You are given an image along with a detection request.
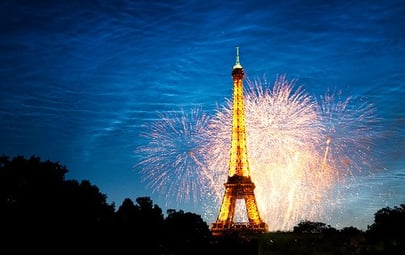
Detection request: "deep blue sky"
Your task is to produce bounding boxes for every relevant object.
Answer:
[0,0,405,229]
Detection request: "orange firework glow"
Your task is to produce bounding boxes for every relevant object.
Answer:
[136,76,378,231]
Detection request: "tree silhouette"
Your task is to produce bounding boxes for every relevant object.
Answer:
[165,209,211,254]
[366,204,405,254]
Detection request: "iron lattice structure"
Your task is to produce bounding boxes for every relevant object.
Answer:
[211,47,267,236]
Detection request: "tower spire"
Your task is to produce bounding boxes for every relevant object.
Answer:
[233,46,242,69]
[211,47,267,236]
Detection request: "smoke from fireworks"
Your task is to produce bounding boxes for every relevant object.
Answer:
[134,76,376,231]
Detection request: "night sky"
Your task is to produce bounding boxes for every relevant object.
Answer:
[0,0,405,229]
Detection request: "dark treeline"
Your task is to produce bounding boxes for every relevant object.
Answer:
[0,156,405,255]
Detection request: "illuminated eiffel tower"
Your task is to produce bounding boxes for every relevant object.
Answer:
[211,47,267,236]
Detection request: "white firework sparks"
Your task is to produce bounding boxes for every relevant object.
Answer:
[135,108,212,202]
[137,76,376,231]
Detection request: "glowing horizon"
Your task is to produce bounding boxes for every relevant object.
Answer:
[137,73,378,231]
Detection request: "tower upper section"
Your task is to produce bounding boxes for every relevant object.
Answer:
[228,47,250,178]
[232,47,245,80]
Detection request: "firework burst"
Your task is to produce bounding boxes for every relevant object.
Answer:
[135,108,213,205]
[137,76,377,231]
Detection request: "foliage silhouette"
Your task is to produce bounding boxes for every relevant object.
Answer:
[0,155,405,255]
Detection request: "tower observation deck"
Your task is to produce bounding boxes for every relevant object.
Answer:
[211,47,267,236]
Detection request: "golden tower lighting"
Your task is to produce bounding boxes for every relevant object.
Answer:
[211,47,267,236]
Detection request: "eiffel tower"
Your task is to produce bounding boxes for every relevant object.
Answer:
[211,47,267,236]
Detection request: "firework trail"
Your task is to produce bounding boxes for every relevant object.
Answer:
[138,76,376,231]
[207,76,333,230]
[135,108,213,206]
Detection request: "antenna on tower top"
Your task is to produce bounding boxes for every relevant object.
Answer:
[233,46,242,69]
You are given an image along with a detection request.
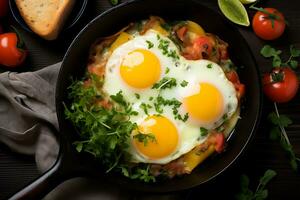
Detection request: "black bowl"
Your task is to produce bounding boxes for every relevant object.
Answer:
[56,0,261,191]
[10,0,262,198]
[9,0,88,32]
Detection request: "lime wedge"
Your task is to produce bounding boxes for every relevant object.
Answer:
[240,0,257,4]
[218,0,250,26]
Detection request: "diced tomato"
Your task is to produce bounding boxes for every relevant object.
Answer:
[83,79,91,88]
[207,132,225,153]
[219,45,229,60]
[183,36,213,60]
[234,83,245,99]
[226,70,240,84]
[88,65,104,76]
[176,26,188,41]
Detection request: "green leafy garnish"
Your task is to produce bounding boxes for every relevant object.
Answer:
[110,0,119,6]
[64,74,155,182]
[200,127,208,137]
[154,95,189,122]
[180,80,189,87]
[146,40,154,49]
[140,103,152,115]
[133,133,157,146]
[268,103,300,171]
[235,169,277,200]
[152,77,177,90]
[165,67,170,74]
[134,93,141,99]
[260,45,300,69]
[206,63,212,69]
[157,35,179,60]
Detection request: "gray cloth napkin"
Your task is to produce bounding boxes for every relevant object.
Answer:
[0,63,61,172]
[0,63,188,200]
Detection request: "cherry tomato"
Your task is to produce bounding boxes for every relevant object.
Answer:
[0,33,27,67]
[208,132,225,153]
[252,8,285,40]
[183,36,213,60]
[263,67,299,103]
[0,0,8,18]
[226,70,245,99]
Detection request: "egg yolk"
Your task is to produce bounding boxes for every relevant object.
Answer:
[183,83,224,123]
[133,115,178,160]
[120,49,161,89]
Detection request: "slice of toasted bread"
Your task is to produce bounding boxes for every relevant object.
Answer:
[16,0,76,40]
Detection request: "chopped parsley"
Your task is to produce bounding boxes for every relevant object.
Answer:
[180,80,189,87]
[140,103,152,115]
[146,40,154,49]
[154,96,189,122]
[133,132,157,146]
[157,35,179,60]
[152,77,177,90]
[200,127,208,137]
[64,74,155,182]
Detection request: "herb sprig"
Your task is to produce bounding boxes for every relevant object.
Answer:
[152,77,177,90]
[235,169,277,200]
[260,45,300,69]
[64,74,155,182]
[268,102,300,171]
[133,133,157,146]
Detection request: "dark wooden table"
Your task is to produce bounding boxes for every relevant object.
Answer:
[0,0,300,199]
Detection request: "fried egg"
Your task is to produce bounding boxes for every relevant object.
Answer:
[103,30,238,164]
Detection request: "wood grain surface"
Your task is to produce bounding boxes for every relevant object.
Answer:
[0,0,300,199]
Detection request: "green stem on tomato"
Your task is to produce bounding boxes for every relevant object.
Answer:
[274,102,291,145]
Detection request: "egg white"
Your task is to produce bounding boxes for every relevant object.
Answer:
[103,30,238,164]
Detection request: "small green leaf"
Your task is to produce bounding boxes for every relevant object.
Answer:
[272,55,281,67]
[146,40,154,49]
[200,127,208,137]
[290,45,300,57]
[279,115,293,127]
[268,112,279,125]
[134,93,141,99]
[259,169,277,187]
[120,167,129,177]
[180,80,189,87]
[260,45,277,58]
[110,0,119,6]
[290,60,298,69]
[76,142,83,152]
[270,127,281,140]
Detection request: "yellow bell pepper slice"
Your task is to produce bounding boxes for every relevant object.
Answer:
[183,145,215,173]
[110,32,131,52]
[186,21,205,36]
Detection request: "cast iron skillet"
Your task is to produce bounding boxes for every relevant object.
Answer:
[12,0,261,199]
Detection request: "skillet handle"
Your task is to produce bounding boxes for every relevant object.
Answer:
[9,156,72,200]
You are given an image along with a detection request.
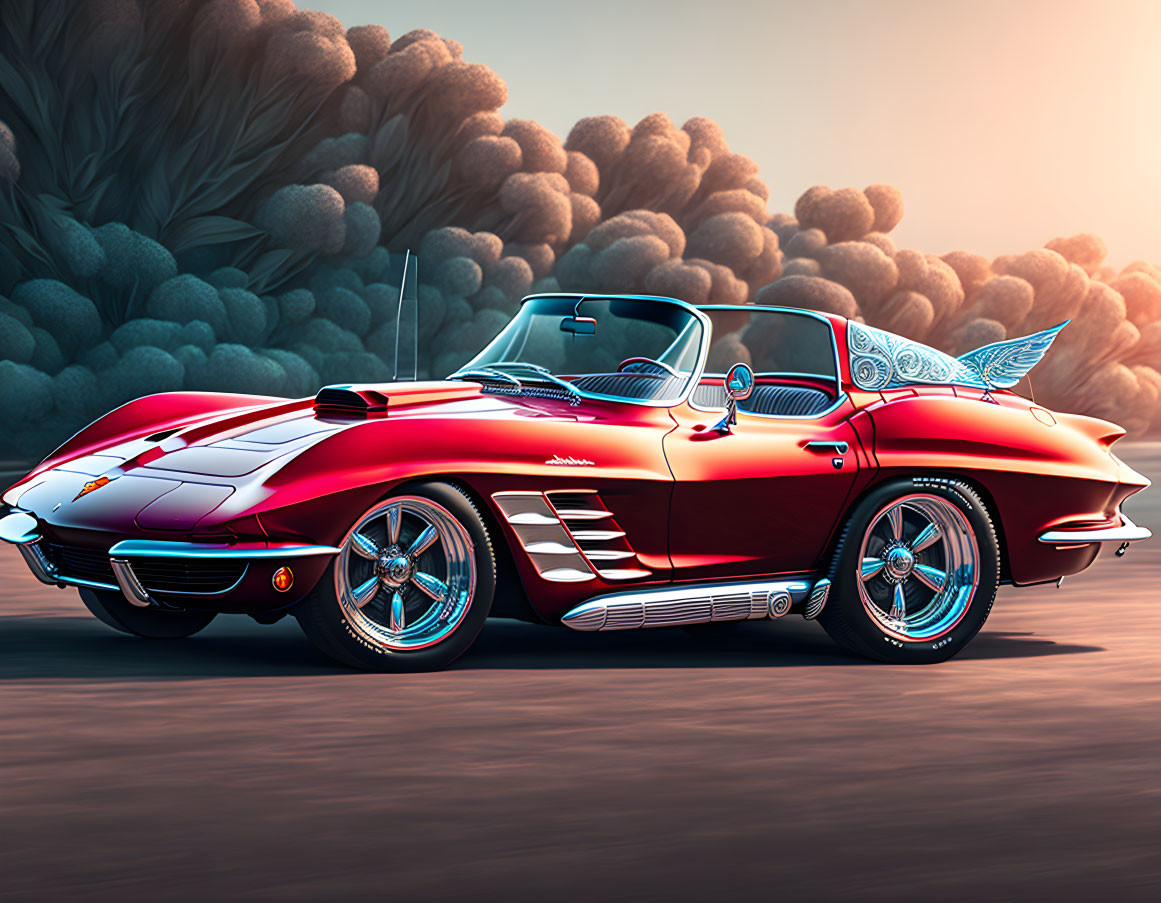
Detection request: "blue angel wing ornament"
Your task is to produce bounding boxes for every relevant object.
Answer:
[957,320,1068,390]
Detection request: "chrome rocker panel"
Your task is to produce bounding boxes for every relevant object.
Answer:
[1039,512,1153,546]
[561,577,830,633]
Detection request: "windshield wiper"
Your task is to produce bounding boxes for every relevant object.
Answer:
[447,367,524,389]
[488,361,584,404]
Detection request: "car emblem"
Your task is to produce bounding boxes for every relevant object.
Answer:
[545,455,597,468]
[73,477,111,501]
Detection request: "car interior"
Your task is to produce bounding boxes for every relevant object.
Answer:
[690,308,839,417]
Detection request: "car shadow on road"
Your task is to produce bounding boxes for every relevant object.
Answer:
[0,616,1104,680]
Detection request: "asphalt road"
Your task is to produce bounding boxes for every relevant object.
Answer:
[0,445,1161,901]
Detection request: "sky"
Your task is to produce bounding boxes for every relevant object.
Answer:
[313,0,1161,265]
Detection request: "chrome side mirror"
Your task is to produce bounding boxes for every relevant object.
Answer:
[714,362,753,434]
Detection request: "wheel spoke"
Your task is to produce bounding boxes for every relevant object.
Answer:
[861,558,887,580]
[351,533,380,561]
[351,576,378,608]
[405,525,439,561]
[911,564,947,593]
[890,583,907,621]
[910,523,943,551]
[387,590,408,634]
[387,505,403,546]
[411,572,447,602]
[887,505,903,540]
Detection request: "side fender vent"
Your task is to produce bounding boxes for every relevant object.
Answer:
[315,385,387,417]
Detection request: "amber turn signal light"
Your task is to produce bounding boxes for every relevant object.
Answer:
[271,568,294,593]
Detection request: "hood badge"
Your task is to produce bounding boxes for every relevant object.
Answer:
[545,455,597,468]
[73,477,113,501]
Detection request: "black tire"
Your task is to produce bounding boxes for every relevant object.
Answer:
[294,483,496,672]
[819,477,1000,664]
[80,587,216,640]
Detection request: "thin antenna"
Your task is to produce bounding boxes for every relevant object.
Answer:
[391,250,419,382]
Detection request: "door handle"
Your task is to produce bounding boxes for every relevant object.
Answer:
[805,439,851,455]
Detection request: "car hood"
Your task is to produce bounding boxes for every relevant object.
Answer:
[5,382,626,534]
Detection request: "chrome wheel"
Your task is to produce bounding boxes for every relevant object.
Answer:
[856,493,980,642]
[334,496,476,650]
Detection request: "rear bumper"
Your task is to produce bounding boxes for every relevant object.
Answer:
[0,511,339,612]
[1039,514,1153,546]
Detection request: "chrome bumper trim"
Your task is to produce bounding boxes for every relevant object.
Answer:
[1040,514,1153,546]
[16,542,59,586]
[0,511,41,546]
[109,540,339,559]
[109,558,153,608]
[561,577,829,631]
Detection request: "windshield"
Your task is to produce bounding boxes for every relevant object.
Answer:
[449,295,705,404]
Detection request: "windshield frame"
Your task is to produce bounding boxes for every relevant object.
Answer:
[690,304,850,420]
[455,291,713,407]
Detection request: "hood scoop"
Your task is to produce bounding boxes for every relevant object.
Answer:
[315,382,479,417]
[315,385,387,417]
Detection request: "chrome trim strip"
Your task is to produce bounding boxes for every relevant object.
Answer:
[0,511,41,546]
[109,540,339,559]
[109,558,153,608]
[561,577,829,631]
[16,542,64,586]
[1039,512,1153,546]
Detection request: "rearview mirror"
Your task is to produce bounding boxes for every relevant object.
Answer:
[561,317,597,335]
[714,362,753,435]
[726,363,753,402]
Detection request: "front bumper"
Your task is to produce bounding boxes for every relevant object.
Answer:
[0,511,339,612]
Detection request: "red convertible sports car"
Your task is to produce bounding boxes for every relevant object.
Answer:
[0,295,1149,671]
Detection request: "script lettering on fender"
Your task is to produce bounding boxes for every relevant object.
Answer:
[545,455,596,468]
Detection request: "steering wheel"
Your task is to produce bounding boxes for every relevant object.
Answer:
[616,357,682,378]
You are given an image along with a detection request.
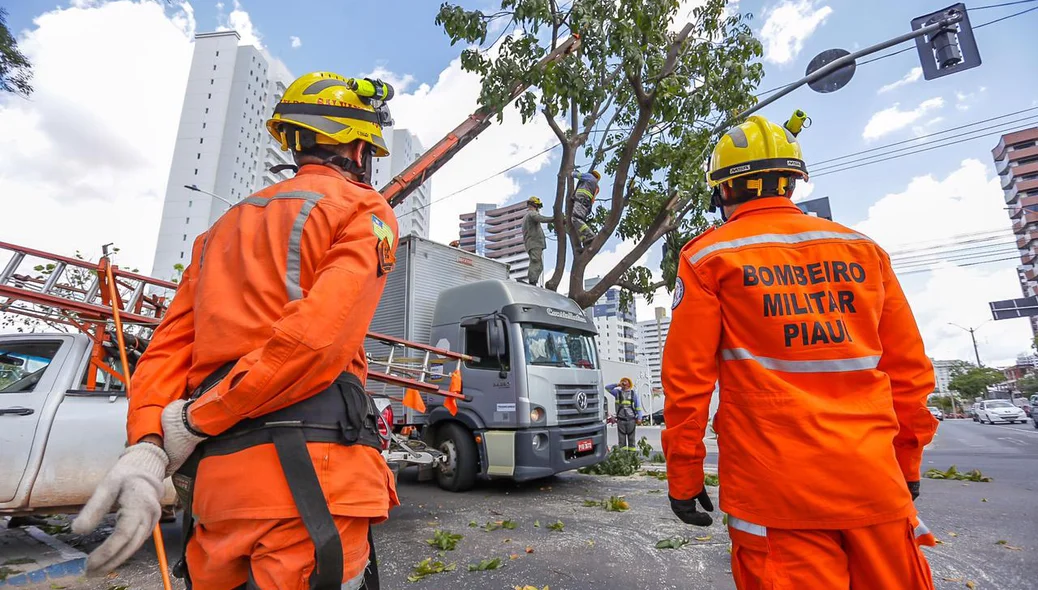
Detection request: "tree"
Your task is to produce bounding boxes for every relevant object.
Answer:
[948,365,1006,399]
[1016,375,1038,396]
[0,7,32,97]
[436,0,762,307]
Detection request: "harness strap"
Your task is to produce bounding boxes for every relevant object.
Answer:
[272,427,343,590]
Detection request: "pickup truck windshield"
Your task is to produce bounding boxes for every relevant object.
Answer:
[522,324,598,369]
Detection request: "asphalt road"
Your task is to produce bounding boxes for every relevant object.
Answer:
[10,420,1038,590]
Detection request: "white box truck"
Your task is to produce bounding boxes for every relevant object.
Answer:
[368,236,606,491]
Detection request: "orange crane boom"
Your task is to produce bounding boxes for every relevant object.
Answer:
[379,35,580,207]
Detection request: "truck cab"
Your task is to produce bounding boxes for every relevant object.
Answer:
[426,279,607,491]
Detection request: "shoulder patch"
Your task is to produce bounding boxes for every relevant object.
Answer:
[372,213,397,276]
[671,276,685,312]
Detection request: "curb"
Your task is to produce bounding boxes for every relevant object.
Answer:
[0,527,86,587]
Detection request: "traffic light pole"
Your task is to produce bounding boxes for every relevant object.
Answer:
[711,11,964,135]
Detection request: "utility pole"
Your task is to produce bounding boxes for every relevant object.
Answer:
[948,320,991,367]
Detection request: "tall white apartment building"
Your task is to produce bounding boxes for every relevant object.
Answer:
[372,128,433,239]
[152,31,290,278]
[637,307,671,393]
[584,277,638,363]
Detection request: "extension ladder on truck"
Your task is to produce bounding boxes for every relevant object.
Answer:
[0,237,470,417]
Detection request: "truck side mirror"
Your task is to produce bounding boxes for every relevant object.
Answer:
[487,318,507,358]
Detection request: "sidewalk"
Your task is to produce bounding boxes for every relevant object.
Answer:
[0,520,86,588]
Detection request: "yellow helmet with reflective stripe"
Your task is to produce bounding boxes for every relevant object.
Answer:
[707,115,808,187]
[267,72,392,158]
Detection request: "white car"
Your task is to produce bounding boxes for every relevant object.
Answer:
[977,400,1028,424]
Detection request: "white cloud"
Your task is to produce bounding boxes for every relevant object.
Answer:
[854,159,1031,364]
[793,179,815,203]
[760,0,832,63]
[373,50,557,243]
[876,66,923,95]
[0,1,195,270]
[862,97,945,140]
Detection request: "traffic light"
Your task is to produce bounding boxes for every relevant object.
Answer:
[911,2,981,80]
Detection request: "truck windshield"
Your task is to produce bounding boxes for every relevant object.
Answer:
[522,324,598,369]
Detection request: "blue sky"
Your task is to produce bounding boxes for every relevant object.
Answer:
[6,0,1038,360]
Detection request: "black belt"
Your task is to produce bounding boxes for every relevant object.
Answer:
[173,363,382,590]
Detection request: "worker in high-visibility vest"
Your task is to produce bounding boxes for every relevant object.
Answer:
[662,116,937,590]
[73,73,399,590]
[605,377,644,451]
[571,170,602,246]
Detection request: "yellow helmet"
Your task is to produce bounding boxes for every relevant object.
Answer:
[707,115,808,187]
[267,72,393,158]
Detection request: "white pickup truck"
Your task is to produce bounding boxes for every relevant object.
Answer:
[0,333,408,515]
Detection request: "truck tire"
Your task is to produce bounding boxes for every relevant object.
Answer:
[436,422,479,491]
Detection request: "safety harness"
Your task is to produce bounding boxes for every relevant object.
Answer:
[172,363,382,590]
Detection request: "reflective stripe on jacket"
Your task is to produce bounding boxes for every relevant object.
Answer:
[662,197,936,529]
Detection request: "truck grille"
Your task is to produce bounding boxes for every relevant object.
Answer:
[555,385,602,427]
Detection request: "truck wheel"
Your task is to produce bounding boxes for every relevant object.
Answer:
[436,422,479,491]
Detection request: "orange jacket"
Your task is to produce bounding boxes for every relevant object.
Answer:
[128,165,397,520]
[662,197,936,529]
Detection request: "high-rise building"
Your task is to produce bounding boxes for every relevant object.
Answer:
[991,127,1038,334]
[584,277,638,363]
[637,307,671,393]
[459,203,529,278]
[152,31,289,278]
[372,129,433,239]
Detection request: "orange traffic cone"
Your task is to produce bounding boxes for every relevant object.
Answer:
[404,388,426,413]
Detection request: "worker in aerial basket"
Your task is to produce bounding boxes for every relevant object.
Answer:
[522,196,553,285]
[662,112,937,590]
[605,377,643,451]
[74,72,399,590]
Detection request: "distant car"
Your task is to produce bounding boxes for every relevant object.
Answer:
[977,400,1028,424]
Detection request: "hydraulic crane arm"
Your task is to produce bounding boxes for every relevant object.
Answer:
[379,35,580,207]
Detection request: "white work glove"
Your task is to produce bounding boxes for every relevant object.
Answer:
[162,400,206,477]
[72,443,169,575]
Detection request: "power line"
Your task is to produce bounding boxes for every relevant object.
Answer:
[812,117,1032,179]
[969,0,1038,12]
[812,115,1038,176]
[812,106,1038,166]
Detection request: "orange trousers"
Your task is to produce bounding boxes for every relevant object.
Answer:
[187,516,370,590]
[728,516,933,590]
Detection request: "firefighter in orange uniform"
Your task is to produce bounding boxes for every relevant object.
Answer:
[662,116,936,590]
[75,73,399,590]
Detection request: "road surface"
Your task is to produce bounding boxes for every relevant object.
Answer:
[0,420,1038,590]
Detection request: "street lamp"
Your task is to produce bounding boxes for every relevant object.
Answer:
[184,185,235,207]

***

WRITTEN REQUEST: Starting at the beginning of the material and ending with the line that has "[136,76,378,231]", rewrite those lines as a numbered list with blank lines omitted and pictures left out.

ANSWER:
1. You are given an image along with a detection request.
2. Detection request: "deep blue sky"
3. Your task is to produce bounding boxes for every relevant object.
4. Answer:
5. [0,0,405,229]
6. Detection request: "orange firework glow"
7. Your task is to produce bounding boxes for every relevant object.
8. Answer:
9. [136,76,378,231]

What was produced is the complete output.